▸ Work task
Of all the entries below, retype only the lines from the one with "Where can you spot the gray" through the one with "Where can you spot the yellow", exactly as they appear.

▸ Given data
--------

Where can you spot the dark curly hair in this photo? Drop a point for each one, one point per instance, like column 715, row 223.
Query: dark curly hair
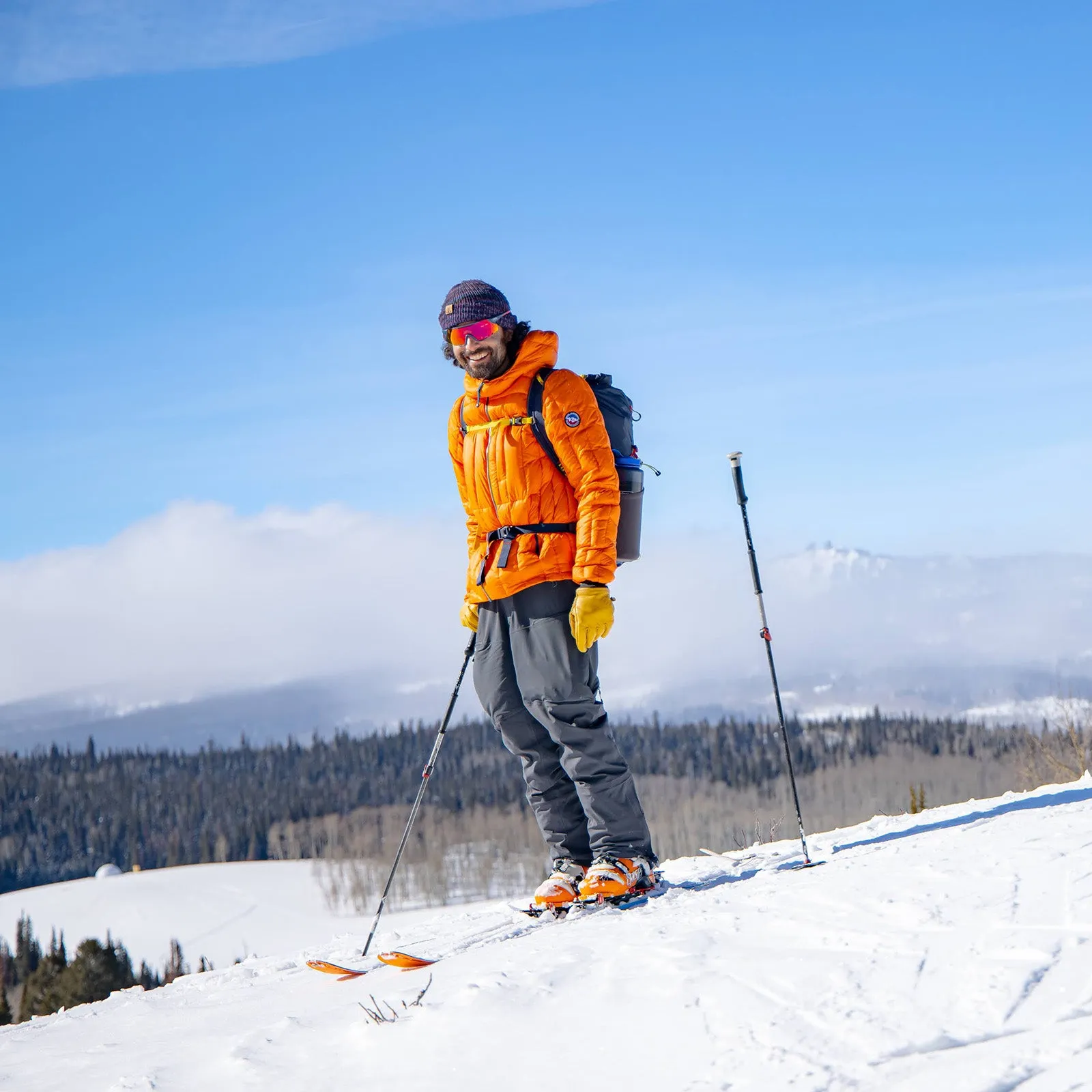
column 516, row 342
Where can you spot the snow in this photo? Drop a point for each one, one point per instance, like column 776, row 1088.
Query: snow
column 223, row 912
column 949, row 950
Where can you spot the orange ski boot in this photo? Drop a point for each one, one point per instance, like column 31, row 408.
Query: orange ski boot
column 611, row 877
column 560, row 888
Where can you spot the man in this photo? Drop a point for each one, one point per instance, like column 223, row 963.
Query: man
column 542, row 551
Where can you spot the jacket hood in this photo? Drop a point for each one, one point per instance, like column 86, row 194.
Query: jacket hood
column 538, row 351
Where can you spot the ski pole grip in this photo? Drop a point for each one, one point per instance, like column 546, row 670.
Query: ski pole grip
column 737, row 478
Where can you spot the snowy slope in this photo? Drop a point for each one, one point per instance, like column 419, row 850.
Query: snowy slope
column 950, row 950
column 223, row 912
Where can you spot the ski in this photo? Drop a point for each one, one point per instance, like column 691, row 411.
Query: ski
column 402, row 960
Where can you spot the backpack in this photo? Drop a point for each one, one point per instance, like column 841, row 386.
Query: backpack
column 618, row 415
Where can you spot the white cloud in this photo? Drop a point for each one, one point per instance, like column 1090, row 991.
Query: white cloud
column 52, row 41
column 200, row 599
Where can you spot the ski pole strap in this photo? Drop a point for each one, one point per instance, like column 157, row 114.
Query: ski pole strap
column 508, row 534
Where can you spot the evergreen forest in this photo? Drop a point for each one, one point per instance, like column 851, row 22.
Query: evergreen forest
column 63, row 814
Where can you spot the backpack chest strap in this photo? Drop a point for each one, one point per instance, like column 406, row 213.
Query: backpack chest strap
column 496, row 423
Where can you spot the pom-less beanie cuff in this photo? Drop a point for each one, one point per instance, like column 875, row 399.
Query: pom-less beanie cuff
column 472, row 302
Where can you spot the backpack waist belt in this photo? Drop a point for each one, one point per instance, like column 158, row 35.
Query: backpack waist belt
column 509, row 534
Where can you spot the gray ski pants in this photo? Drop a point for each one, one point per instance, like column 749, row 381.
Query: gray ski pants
column 542, row 695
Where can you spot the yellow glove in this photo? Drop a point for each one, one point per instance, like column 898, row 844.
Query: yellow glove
column 469, row 616
column 591, row 617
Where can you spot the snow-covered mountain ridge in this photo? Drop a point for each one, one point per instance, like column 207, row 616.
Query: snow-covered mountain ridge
column 950, row 950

--------

▸ Answer to this exercise
Where can you spot the gray ski pants in this photo? Drop a point for each one, one point per instance, like column 749, row 381.
Query: gray ski pants
column 542, row 695
Where can you spot the yellow glove in this photo? Drop a point for each one, one point per instance, like column 898, row 844.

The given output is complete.